● Excerpt provided:
Paris Air Crash, In re

Decision Date03 March 1974
Citation622 F.2d 1315
PartiesIn re PARIS AIR CRASH of
CourtU.S. Court of Appeals — Ninth Circuit

William A. Norris, Tuttle & Taylor Inc., Los Angeles, Cal., for McDonnell Douglas Corp.

Charles A. Wright, Austin, Tex., Gregory A. Long, Overton, Lyman & Prince, Los Angeles, Cal., for General Dynamics.

Leonard Sacks, California Trial Lawyers Assoc., Encino, Cal., Marjorie S. Steinberg, Los Angeles, Cal., Robert G. Beloud, Upland, Cal., Arne Werchick, San Francisco, Cal., William P. Camusi, Los Angeles, Cal., Glen T. Bashore, Santa Ana, Cal., Lee S. Kreindler, Kreindler & Kreindler, New York City, William Marshall Morgan, Morgan, Wenzel & McNicholas, Los Angeles, Cal., John J. O'Neil, Paul, Weiss, Rifkind, Wharton & Garrison, New York City, on brief; Steven I. Zetterberg, Claremont, Cal., for plaintiffs-appellees.

Appeal from the United States District Court for the Central District of California.

Before GOODWIN and KENNEDY, Circuit Judges, and EAST, * District Judge.

KENNEDY, Circuit Judge:

The single question in this interlocutory appeal is whether the California rule that punitive damages are not permitted in wrongful death actions is consistent with the equal protection clause of the fourteenth amendment and its counterpart in the state constitution. The question arises in the wrongful death actions that resulted from the Paris air crash of March 3, 1974. A DC-10 passenger plane operated by Turkish Airlines, Inc., was en route from Paris to London when it crashed, and all 346 people aboard were killed.

Wrongful death actions commenced in various districts across the country were consolidated by the Judicial Panel on Multidistrict Litigation and transferred to the Central District of California. The trial court held that California law would apply in determination of the suits and no objection to that ruling is made on this appeal. 1

Many of the individual suits included claims for punitive damages based on allegations of intentional, fraudulent, or malicious conduct in the design, production, and certification of the plane. The defendants made, and renewed, motions to dismiss these claims and for summary judgment on them, arguing that California law did not provide for punitive damages in wrongful death actions. The district court denied the motions. In re Paris Air Crash of March 3, 1974, 427 F.Supp. 701 (C.D.Cal.1977). The trial court acknowledged that California appellate courts have held punitive damages are not recoverable in wrongful death actions, 2 but held that this restriction denied wrongful death plaintiffs, as compared to other tort plaintiffs, equal protection of the laws under the Federal and California Constitutions, U.S.Const. Amend. XIV, § 1; Cal.Const. art. I, § 7; id. art. IV, § 16(a). 3 The trial court's decision was certified for immediate appeal pursuant to 28 U.S.C. § 1292(b) (1976). See 427 F.Supp. at 702 n.1, 710.

● The tasks:
1) Retype the records exactly, beginning at their first line and ending with the line that contains "(653, 338), (678, 387)", including both of those lines.
2) Continue the court opinion on the Paris air crash from the point at which it stops.

● Records supplied:
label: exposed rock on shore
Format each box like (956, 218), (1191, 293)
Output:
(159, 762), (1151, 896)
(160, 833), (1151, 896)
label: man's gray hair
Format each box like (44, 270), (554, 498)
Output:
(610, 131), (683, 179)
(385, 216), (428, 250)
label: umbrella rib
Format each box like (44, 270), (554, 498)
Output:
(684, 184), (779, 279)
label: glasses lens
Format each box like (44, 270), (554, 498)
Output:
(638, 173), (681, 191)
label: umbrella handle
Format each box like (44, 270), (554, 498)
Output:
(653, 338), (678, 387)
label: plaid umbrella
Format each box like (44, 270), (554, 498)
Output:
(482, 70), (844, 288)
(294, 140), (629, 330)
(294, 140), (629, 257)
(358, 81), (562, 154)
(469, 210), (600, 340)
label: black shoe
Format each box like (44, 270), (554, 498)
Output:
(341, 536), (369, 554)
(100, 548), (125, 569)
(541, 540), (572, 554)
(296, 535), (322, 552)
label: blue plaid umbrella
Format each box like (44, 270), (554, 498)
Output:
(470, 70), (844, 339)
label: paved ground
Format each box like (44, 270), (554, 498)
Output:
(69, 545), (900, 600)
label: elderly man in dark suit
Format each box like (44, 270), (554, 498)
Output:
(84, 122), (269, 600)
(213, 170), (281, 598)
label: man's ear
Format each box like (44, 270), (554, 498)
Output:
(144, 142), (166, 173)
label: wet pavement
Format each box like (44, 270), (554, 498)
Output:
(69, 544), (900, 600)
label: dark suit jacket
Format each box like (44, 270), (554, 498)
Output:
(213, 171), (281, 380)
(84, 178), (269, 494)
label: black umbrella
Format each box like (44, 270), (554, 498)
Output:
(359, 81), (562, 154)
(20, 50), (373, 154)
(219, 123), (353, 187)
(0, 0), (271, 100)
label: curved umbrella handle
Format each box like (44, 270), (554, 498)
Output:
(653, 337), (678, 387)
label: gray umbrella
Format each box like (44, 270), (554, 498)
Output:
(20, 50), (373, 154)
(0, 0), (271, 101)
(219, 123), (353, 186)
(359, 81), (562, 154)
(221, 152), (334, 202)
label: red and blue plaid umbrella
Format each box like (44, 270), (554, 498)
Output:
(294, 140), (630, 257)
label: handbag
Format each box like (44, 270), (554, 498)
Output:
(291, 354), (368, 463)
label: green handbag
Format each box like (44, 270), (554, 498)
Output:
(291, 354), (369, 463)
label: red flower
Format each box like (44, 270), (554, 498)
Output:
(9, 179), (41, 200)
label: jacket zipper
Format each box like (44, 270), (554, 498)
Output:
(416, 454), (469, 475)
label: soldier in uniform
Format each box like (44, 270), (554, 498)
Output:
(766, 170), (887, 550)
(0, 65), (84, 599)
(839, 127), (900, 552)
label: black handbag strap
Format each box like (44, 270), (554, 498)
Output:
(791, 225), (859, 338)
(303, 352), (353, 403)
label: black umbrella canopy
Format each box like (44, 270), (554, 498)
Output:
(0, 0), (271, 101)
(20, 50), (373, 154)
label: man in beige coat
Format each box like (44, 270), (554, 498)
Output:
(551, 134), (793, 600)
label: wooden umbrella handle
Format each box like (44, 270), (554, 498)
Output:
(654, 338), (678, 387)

● Solved tasks:
1)
label: exposed rock on shore
Format each box like (956, 218), (1191, 293)
Output:
(159, 762), (1151, 896)
(160, 833), (1151, 896)
label: man's gray hair
Format each box like (44, 270), (554, 498)
Output:
(610, 131), (683, 179)
(385, 216), (428, 250)
label: umbrella rib
Format each box like (44, 270), (554, 498)
Output:
(684, 184), (779, 279)
label: glasses lens
Format each box like (44, 270), (554, 498)
Output:
(638, 173), (681, 191)
label: umbrella handle
Format each box like (44, 270), (554, 498)
Output:
(653, 338), (678, 387)

2)
The trial court having based it ruling upon both the equal protection clause of the Federal Constitution and its counterpart under the Constitution of the State of California, we discuss the case in light of each of those provisions. As indicated below, the standard of review under the Federal Constitution may be less exacting than the one we must apply under California law. We find it appropriate to consider the federal claim first, noting that the analysis in each part of the opinion bears upon the other.

Appellees press our application of a principle that federal appellate courts will defer to a federal district court judge's interpretation of the law of the state in which he sits, absent clear error. See, e. g., Bishop v. Wood, 426 U.S. 341, 344-46, 96 S.Ct. 2074, 2077-2078, 48 L.Ed.2d 684 (1976); American Timber & Trading Co. v. First Nat'l Bank, 511 F.2d 980, 983 (9th Cir. 1974), cert. denied, 421 U.S. 921, 95 S.Ct. 1588, 43 L.Ed.2d 789 (1975). We need not decide whether the decision below was clear error because it was rendered without the benefit of the California Supreme Court's subsequent decision in Justus v. Atchison, 19 Cal.3d 564, 139 Cal.Rptr. 97, 565 P.2d 122 (1977). That decision clarified the analysis to be applied under the California Constitution to the State's wrongful death statute.

Federal Constitutional Principles

The less difficult question before us arises under the Federal Constitution. If we find a rational relation between the statute and a legislative object, then the statute limiting tort liability is valid and no further or more exacting review is required. We think this rule follows from two recent decisions of the Supreme Court sustaining tort liability limitations. See Duke Power Co. v. Carolina Environmental Study Group, 438 U.S. 59, 82-84, 93-94, 98 S.Ct. 2620, 2635-2636, 2641-2642, 57 L.Ed.2d 595 (1978); Mobil Oil Corp. v. Higginbotham, 436 U.S. 618, 98 S.Ct. 2010, 56 L.Ed.2d 581 (1978). The damage limitations imposed on tort plaintiffs by the statutory classifications in those cases were more severe than the one at issue here. The laws in both cited cases limited the types or amount of compensatory relief payable, whereas California's wrongful death statute allows the full measure of such damages.

In Mobil Oil a certain class of plaintiffs was deprived of one type of compensatory damages altogether. There the dissent observed that

(w)hen death arises from injuries occurring within a State's territorial waters, dependents will be able to recover for loss of society . . . . But once a vessel crosses the imaginary three-mile line, the seamen's dependents no longer have a remedy for an identical loss, occasioned by an identical breach of duty.

436 U.S. at 627, 98 S.Ct. at 2016 (Marshall, J., dissenting.). By contrast, no such issue is presented here. Wrongful death plaintiffs in California are compensated for loss of society, as well as all other losses they personally suffer.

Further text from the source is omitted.